(Saved data entries)

* Start *

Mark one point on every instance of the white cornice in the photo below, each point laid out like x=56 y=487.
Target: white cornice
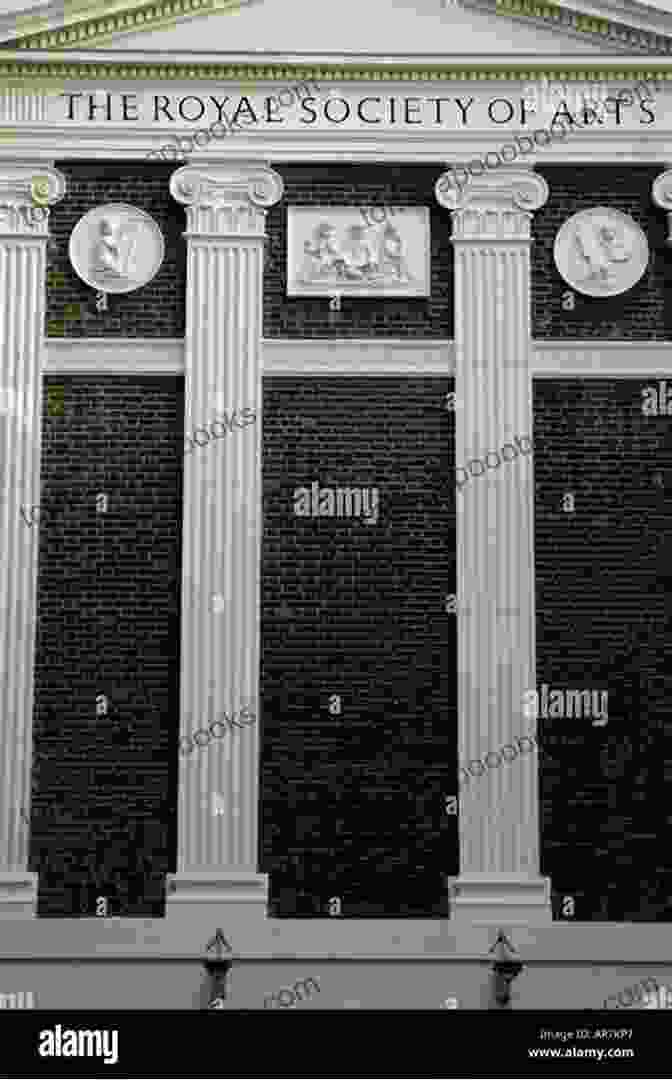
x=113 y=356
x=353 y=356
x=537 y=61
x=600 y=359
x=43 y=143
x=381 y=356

* End *
* Start *

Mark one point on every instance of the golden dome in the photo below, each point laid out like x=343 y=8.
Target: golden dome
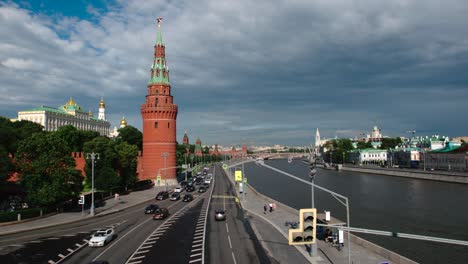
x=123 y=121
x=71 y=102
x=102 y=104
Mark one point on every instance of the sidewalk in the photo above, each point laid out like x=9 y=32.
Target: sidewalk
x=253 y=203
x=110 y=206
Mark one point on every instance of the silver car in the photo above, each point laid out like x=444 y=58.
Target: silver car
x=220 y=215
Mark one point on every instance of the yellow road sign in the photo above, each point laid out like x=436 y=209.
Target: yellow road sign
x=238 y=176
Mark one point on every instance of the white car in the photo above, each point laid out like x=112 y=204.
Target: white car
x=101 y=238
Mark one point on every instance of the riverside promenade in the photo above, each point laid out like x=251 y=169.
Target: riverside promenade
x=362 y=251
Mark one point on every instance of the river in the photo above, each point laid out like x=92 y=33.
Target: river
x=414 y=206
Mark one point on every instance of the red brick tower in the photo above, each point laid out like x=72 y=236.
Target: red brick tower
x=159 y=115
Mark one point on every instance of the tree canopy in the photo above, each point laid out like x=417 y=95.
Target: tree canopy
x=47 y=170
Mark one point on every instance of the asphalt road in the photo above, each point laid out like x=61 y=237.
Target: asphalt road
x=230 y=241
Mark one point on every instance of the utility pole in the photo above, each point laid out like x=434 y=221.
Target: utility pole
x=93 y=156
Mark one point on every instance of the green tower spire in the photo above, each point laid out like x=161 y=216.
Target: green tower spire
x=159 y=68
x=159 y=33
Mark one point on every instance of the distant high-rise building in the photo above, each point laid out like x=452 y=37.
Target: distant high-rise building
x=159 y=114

* End *

* **PROBLEM**: Reproduce, word for word, the lines of the listing from the line containing "Mark one point on every instance of the sidewalk" up to and including the line containing "x=220 y=215".

* **OUTPUT FOR THIS EXERCISE**:
Mark one point on every instance of the sidewalk in the photo above, each point laid out like x=9 y=32.
Target: sidewalk
x=253 y=203
x=110 y=206
Mark one point on every instance of the silver car in the photo above, each point laid out like x=444 y=58.
Target: silver car
x=220 y=215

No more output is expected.